| Excerpt to read |
Category Archives: Fuel

Fuel Regulator Fittings

The Ecotec engine uses a similar fuel delivery system as fitted in the LSx engines in that the fuel rail is “returnless”.  This means there is only one line feeding the fuel rail on the engine.  In order to make this work, a special fuel regulator with built in filter has to be plumbed not far from the fuel pump.  There are several fuel regulator fittings available and in today’s installment I’ll document my experiences.

In an earlier post, I wrote about bowtie6‘s Ecotec fuel system (click here) where I described the separate staging tank holding the fuel pump.  About two weeks ago, I noticed the insulation post around the fuel pump’s B+ terminal my cousin Jim had fabricated had deteriorated due to coming in contact with fuel from the tank.  In order to solve this problem, I had to take the small tank out which required disconnecting the fuel regulator fittings.  After putting all the bits back together I found the fuel regulator fittings were not exactly “clicking” correctly.  They held in place but I was not pleased with the fitment so I safety wired them in place as shown in the following picture:

We can all agree this is not exactly the most elegant way to do things.  So why the safety wire?  Well, turns out on the little plastic tabs that “click” the blue fitting in place are not exactly the best design in the world.  Sure, car manufacturers use them all the time and they work flawlessly.  However these are aftermarket units made by Russell (a division of Edelbrock) and they are not exactly OEM quality.  I found out this by experience and by reading the latest issue of Car & Craft’s engine swaps magazine.  So where is the problem?

| To be done |
• 1. Answer these about the post on fuel regulator fittings:
(a) In the returnless system, how many lines feed the fuel rail on the engine?
(b) Which part around the fuel pump had deteriorated from contact with fuel?
(c) Who makes the aftermarket fittings, and what is that company a division of?
• 2. In the post on fuel regulator fittings, can you reproduce the passage from "Category Archives: Fuel" up to and including "document my experiences."?

A run of entries

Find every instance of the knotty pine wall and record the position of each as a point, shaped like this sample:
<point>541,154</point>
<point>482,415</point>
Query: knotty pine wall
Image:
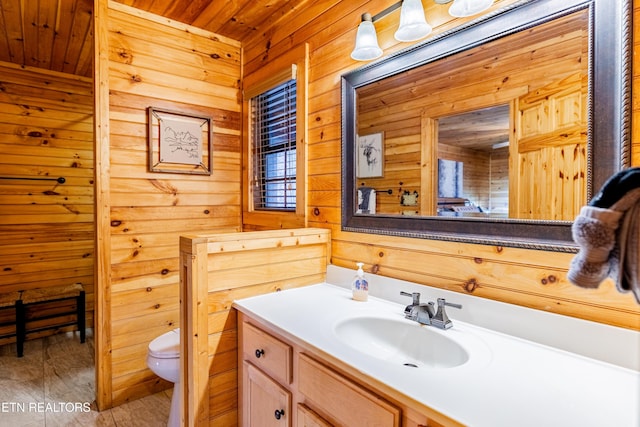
<point>46,228</point>
<point>153,62</point>
<point>525,277</point>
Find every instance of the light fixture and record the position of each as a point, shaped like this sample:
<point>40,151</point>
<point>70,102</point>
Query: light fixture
<point>464,8</point>
<point>413,24</point>
<point>366,41</point>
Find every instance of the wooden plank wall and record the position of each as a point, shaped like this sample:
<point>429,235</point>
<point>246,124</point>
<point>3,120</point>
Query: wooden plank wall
<point>531,278</point>
<point>46,228</point>
<point>217,269</point>
<point>635,136</point>
<point>153,62</point>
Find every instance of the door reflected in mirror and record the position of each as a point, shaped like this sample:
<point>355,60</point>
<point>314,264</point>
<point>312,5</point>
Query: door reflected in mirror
<point>497,131</point>
<point>473,163</point>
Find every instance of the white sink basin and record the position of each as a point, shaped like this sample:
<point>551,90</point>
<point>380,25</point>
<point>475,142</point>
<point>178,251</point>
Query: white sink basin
<point>401,342</point>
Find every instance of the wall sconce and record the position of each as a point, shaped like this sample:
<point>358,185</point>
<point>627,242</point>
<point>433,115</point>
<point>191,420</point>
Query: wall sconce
<point>413,24</point>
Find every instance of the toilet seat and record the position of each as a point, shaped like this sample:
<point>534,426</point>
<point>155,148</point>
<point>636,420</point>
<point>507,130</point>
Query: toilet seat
<point>166,346</point>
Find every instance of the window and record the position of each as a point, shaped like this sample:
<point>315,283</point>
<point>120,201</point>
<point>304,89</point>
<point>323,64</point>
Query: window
<point>273,118</point>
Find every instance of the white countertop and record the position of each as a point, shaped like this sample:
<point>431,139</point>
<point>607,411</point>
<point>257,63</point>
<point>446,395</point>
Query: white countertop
<point>508,381</point>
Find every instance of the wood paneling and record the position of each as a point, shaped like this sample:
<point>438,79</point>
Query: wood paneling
<point>158,63</point>
<point>215,270</point>
<point>46,228</point>
<point>530,278</point>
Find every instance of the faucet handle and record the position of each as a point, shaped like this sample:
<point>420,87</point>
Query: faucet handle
<point>441,320</point>
<point>410,311</point>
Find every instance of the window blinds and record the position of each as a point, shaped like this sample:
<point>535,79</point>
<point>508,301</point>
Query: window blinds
<point>274,147</point>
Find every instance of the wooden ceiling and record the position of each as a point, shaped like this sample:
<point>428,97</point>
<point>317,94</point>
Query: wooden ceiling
<point>57,34</point>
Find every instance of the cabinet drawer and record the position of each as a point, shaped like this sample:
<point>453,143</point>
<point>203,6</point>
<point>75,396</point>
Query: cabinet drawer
<point>341,401</point>
<point>266,352</point>
<point>308,418</point>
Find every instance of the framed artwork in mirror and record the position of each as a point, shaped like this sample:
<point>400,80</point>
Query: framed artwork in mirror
<point>370,156</point>
<point>179,143</point>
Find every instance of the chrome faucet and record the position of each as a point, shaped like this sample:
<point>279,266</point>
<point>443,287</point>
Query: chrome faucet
<point>425,313</point>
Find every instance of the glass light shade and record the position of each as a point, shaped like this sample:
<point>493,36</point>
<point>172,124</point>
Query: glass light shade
<point>413,24</point>
<point>366,42</point>
<point>463,8</point>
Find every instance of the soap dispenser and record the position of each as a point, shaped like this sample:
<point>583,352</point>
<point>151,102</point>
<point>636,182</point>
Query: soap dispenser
<point>359,285</point>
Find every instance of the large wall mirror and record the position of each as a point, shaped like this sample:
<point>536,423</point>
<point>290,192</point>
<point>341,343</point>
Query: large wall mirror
<point>496,132</point>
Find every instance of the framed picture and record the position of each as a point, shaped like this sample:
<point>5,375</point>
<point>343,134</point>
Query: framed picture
<point>179,143</point>
<point>369,155</point>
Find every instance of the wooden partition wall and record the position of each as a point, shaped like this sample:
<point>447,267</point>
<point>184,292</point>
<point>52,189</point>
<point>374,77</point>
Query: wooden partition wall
<point>147,61</point>
<point>215,270</point>
<point>46,227</point>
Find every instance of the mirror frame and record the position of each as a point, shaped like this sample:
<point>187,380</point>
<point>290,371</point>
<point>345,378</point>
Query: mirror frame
<point>609,113</point>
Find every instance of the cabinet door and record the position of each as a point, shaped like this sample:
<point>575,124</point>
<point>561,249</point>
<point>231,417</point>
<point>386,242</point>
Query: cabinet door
<point>341,401</point>
<point>308,418</point>
<point>265,403</point>
<point>267,353</point>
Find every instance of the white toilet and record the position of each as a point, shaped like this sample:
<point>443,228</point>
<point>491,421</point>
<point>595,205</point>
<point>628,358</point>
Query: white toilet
<point>163,358</point>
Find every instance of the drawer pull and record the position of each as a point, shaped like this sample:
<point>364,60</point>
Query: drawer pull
<point>279,413</point>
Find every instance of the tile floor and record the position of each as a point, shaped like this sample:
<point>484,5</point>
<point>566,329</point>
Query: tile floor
<point>54,385</point>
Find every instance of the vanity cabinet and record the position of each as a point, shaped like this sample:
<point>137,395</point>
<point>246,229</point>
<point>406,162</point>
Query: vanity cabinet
<point>286,384</point>
<point>268,404</point>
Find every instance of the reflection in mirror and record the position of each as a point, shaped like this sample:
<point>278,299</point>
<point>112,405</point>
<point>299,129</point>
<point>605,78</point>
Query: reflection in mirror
<point>558,76</point>
<point>459,109</point>
<point>473,163</point>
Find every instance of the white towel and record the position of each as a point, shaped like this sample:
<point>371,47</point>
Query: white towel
<point>366,200</point>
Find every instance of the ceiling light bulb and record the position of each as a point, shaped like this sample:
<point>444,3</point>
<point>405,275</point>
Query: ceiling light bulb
<point>464,8</point>
<point>366,41</point>
<point>413,24</point>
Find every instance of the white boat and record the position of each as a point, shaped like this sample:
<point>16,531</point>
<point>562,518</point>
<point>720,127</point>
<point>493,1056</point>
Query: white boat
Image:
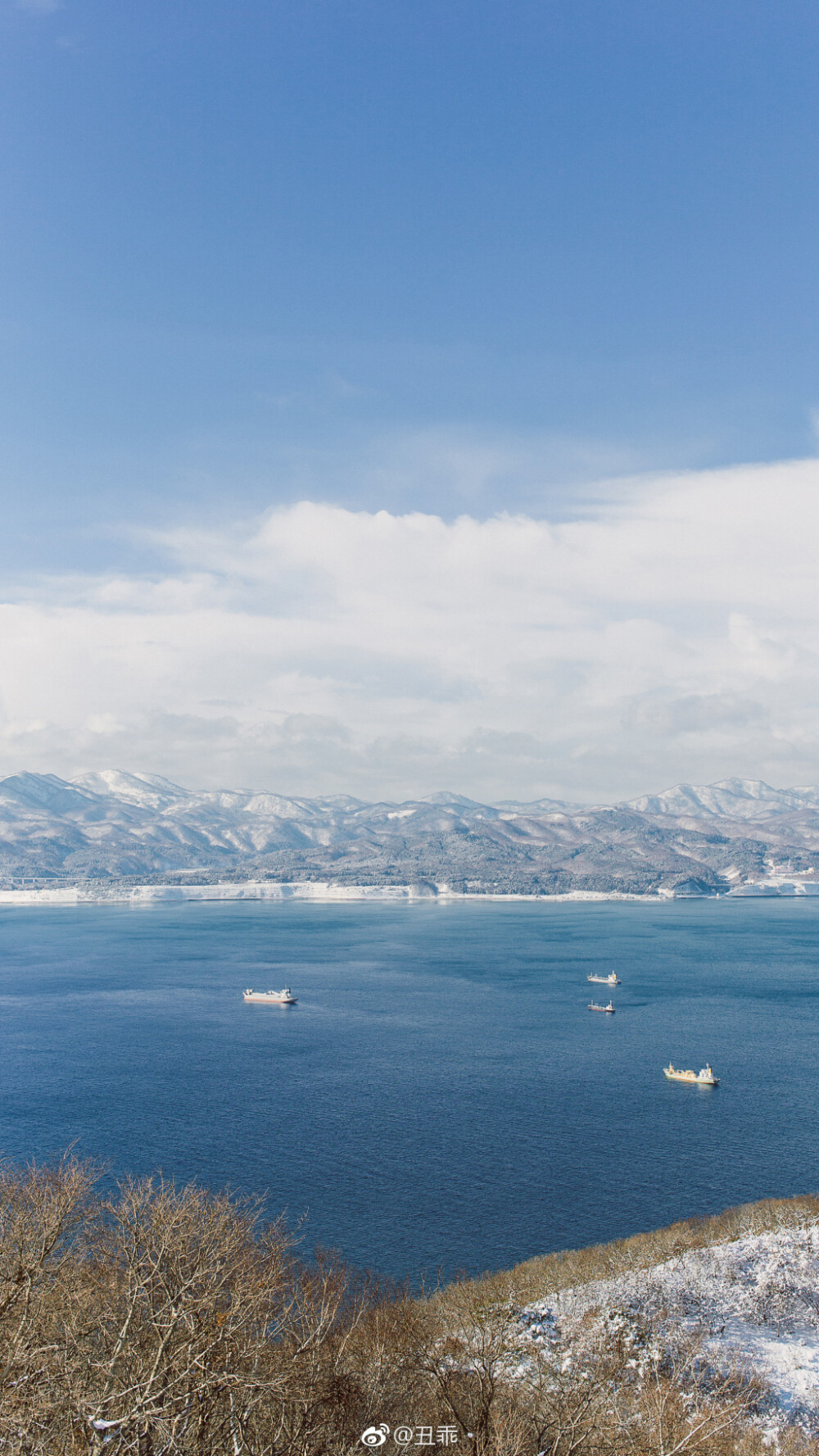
<point>704,1079</point>
<point>283,998</point>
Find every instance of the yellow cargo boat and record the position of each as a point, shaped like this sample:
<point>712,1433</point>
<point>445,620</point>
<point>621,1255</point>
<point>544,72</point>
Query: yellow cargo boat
<point>704,1079</point>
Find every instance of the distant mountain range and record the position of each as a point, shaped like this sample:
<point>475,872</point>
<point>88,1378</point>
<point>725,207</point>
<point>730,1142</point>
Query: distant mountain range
<point>138,826</point>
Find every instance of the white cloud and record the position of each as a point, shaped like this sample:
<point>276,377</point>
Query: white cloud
<point>671,635</point>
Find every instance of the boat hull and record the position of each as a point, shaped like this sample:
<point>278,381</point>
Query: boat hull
<point>269,1000</point>
<point>691,1082</point>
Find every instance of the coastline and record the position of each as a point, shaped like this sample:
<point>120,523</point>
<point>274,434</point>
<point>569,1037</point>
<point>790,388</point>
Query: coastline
<point>288,890</point>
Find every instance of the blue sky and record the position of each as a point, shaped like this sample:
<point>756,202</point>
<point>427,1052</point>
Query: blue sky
<point>451,258</point>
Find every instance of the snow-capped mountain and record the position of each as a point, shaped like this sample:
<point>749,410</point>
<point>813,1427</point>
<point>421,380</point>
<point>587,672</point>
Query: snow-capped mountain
<point>115,824</point>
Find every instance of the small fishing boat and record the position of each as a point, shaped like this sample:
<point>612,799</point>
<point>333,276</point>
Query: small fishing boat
<point>283,998</point>
<point>704,1079</point>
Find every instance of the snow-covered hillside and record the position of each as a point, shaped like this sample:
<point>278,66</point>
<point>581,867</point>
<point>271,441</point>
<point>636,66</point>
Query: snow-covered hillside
<point>753,1302</point>
<point>690,839</point>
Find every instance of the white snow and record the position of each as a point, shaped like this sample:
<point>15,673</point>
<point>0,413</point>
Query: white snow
<point>753,1302</point>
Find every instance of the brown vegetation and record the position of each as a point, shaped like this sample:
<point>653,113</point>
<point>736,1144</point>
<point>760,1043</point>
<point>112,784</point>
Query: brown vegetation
<point>174,1322</point>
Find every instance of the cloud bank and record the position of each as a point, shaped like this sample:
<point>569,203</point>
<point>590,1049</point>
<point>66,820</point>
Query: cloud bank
<point>671,635</point>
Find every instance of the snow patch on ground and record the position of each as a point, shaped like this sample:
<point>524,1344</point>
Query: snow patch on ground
<point>753,1302</point>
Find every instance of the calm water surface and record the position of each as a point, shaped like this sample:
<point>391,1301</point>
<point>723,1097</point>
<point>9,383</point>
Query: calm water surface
<point>440,1096</point>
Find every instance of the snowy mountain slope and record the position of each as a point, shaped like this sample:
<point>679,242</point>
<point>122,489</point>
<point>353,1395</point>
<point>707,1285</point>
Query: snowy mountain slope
<point>131,824</point>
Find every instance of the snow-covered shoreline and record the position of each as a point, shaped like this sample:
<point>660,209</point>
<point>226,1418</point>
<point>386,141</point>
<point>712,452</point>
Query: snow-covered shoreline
<point>273,891</point>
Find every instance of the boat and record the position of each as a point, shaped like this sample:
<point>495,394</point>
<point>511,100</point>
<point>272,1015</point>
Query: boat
<point>283,998</point>
<point>704,1079</point>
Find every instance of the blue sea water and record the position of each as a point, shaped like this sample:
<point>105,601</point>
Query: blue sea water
<point>440,1098</point>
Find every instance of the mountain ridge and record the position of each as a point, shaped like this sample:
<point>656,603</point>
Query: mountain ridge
<point>686,839</point>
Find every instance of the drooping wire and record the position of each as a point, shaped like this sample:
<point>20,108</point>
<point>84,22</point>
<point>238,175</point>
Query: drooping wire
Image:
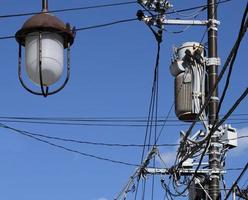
<point>212,131</point>
<point>236,181</point>
<point>234,49</point>
<point>71,9</point>
<point>243,29</point>
<point>65,148</point>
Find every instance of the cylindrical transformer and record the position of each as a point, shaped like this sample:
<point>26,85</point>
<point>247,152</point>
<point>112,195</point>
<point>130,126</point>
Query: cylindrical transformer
<point>183,97</point>
<point>190,82</point>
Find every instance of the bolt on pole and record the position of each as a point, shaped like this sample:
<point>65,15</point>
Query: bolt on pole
<point>214,150</point>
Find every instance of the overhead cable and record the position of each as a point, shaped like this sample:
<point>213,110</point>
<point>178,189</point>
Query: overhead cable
<point>236,181</point>
<point>70,9</point>
<point>66,148</point>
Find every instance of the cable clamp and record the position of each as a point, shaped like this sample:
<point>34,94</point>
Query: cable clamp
<point>213,61</point>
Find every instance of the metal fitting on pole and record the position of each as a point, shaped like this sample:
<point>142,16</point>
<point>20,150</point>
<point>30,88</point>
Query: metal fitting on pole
<point>44,5</point>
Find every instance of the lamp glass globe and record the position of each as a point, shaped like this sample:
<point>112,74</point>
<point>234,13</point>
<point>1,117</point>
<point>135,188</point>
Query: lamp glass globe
<point>52,57</point>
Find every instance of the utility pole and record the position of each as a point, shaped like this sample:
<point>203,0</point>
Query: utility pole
<point>214,150</point>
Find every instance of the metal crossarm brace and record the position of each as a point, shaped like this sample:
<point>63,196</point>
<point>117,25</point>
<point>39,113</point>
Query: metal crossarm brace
<point>186,172</point>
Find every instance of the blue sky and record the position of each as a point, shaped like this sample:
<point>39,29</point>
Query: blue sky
<point>112,72</point>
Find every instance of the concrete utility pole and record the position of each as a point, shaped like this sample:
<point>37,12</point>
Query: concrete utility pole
<point>214,150</point>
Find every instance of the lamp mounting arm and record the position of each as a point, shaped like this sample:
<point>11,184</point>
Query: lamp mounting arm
<point>44,5</point>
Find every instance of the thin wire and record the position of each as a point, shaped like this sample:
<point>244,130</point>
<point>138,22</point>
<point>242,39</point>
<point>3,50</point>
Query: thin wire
<point>87,27</point>
<point>70,9</point>
<point>99,6</point>
<point>236,181</point>
<point>234,49</point>
<point>243,28</point>
<point>241,98</point>
<point>65,148</point>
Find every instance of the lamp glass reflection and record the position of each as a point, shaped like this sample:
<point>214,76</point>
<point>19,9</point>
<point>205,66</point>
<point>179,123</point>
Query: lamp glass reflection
<point>52,57</point>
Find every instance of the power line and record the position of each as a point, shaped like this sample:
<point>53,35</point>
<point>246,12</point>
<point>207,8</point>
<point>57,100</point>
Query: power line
<point>243,28</point>
<point>237,180</point>
<point>70,9</point>
<point>66,148</point>
<point>234,49</point>
<point>99,25</point>
<point>215,128</point>
<point>101,6</point>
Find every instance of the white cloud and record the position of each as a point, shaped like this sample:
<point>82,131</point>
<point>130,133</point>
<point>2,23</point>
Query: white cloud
<point>242,143</point>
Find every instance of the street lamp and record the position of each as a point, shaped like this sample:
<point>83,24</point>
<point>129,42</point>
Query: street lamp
<point>44,37</point>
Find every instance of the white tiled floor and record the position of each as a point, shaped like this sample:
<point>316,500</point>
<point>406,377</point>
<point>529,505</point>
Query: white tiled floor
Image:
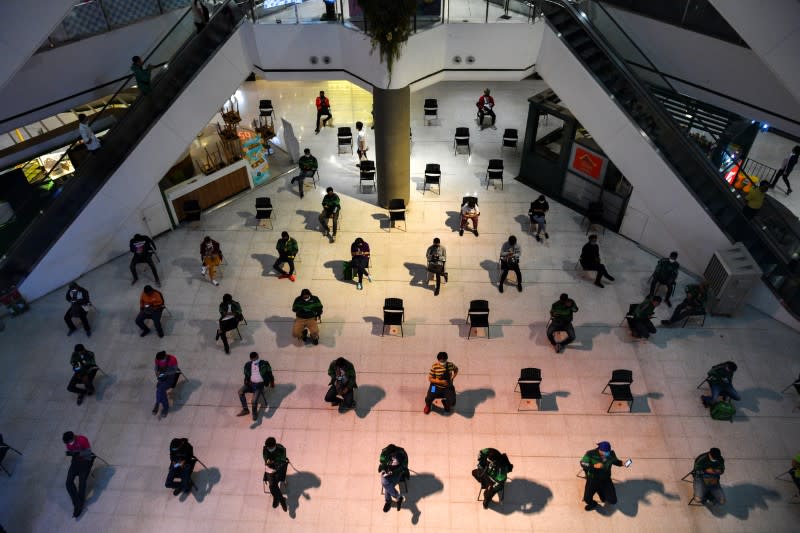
<point>336,486</point>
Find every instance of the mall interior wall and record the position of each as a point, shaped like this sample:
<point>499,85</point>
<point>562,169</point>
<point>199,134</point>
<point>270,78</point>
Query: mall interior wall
<point>102,230</point>
<point>719,66</point>
<point>67,70</point>
<point>24,26</point>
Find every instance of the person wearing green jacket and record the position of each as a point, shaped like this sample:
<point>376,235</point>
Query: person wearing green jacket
<point>491,472</point>
<point>342,385</point>
<point>708,467</point>
<point>275,465</point>
<point>561,320</point>
<point>308,310</point>
<point>597,465</point>
<point>287,251</point>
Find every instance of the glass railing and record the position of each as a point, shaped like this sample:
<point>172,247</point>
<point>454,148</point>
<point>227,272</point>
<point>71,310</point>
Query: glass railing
<point>772,236</point>
<point>58,201</point>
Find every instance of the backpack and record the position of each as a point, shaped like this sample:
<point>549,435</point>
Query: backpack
<point>723,410</point>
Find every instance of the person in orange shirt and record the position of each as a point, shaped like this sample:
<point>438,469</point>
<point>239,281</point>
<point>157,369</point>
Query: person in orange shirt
<point>151,305</point>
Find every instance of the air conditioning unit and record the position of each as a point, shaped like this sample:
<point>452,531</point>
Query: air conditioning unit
<point>731,274</point>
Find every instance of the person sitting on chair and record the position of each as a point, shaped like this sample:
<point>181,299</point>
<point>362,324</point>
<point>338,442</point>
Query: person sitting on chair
<point>590,260</point>
<point>257,375</point>
<point>440,379</point>
<point>308,165</point>
<point>485,106</point>
<point>342,384</point>
<point>708,467</point>
<point>84,369</point>
<point>720,380</point>
<point>665,274</point>
<point>491,472</point>
<point>693,304</point>
<point>537,212</point>
<point>308,311</point>
<point>79,303</point>
<point>359,251</point>
<point>142,247</point>
<point>469,211</point>
<point>393,468</point>
<point>275,465</point>
<point>230,314</point>
<point>561,320</point>
<point>181,465</point>
<point>639,322</point>
<point>151,305</point>
<point>211,257</point>
<point>436,256</point>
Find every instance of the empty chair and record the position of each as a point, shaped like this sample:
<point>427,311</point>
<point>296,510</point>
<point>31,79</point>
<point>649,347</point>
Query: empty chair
<point>494,172</point>
<point>367,174</point>
<point>393,314</point>
<point>397,213</point>
<point>345,138</point>
<point>431,108</point>
<point>433,176</point>
<point>461,139</point>
<point>620,385</point>
<point>478,316</point>
<point>264,211</point>
<point>510,139</point>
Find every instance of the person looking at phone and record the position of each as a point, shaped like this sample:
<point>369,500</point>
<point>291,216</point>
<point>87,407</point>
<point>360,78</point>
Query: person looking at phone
<point>440,379</point>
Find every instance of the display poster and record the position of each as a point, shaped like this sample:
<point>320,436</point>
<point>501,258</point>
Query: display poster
<point>256,156</point>
<point>587,163</point>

| Answers to the tasks |
• 1.
(a) Only one.
(b) The insulation post around the fuel pump's B+ terminal.
(c) Russell, a division of Edelbrock.

• 2.
Category Archives: Fuel

Fuel Regulator Fittings

The Ecotec engine uses a similar fuel delivery system as fitted in the LSx engines in that the fuel rail is “returnless”.  This means there is only one line feeding the fuel rail on the engine.  In order to make this work, a special fuel regulator with built in filter has to be plumbed not far from the fuel pump.  There are several fuel regulator fittings available and in today’s installment I’ll document my experiences.